# Work request
Every record must be reproduced exactly. Leave none out.

════════════════

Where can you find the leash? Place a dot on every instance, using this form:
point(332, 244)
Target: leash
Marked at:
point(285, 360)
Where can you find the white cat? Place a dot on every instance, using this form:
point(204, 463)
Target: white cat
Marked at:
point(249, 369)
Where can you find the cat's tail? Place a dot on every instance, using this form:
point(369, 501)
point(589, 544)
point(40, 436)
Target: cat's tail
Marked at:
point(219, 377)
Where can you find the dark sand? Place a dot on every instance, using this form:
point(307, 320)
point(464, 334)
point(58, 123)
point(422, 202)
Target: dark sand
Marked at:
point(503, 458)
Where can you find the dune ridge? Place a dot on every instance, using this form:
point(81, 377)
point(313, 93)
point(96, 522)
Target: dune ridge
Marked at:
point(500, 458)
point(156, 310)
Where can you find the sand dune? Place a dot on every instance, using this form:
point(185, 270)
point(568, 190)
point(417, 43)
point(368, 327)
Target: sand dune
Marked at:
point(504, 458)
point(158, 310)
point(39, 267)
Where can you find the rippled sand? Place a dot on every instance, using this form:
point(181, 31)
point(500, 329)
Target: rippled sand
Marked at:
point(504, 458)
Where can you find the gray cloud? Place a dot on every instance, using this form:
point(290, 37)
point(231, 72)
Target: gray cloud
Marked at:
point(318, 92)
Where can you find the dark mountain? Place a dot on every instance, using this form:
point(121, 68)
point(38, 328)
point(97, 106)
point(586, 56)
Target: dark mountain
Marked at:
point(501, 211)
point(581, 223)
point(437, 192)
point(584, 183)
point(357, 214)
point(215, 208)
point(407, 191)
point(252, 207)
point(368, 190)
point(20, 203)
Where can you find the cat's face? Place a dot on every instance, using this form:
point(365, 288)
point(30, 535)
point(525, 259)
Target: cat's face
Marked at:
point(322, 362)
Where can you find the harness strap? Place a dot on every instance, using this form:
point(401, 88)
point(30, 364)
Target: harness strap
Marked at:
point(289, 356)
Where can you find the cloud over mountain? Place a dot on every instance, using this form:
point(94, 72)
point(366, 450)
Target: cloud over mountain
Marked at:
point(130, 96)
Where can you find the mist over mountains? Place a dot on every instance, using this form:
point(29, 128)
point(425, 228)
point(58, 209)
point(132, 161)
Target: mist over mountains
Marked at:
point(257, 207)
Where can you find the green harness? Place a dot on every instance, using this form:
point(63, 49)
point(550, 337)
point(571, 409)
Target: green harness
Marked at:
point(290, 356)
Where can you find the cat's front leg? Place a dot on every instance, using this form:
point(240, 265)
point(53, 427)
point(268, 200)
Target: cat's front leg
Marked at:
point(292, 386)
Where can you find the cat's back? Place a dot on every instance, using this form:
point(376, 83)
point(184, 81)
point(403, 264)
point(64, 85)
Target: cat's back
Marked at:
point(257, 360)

════════════════

# Task output
Where can you find the leash? Place a dot on every instance, using this form:
point(332, 244)
Target: leash
Marked at:
point(285, 360)
Where can you find the white cat? Place a dot on every instance, using this form:
point(204, 463)
Target: white cat
Marked at:
point(249, 369)
Where can you find the cat's tail? Place a dot on every instance, using this form:
point(369, 501)
point(589, 544)
point(40, 436)
Target: cat's tail
Marked at:
point(219, 377)
Where can you find the dark sand? Place a dot on every instance, using this form:
point(307, 320)
point(464, 334)
point(58, 123)
point(422, 202)
Target: dark sand
Marked at:
point(503, 458)
Where can you find the dune ridge? Place a dot on every instance, using this form:
point(81, 377)
point(313, 93)
point(96, 522)
Target: dune ridge
Marked at:
point(500, 458)
point(156, 310)
Where can you find the sand dune? Place a dot on every instance, using this form:
point(185, 270)
point(568, 190)
point(417, 43)
point(368, 327)
Target: sand dune
Marked at:
point(504, 458)
point(158, 310)
point(39, 267)
Where can you find the rippled sand? Place a dot on every instance, using this form:
point(181, 31)
point(500, 329)
Target: rippled sand
Marked at:
point(504, 458)
Where can you find the gray cloud? Place a dot on every instance, using this form:
point(290, 37)
point(231, 72)
Target: gray cloud
Marked at:
point(318, 92)
Where can you find the dark mountain? Place a dot on every instance, using this form:
point(121, 68)
point(38, 328)
point(97, 106)
point(586, 56)
Target: dark mountain
Marked at:
point(501, 211)
point(581, 223)
point(437, 192)
point(584, 183)
point(357, 214)
point(215, 208)
point(407, 191)
point(252, 207)
point(368, 190)
point(20, 203)
Where can you find the cat's face? Place a dot on every instance, using this form:
point(365, 288)
point(30, 535)
point(525, 259)
Target: cat's face
Marked at:
point(322, 362)
Where can you find the harness strap? Place a dot on every instance, using this form:
point(401, 88)
point(30, 364)
Target: harness strap
Marked at:
point(289, 356)
Where can you find the cloud over mountain? Place a dot on every instance, using this form:
point(94, 72)
point(366, 450)
Target: cloud over mountain
Marked at:
point(130, 96)
Where can you find the mist over mountains? Place a dot on every instance, using this form:
point(29, 128)
point(425, 228)
point(58, 209)
point(132, 161)
Target: mist over mountains
Marked at:
point(257, 207)
Where can you find the green harness? Place a dot on every instance, using this form:
point(63, 49)
point(550, 337)
point(571, 409)
Target: green harness
Marked at:
point(290, 356)
Where can you find the cat's front leg? Place a dot on every instance, using this form:
point(240, 265)
point(53, 427)
point(268, 200)
Target: cat's front leg
Marked at:
point(292, 386)
Where can you find the cat's back? Place a dot on every instance, using this form:
point(376, 83)
point(184, 81)
point(403, 264)
point(64, 85)
Target: cat's back
Marked at:
point(257, 360)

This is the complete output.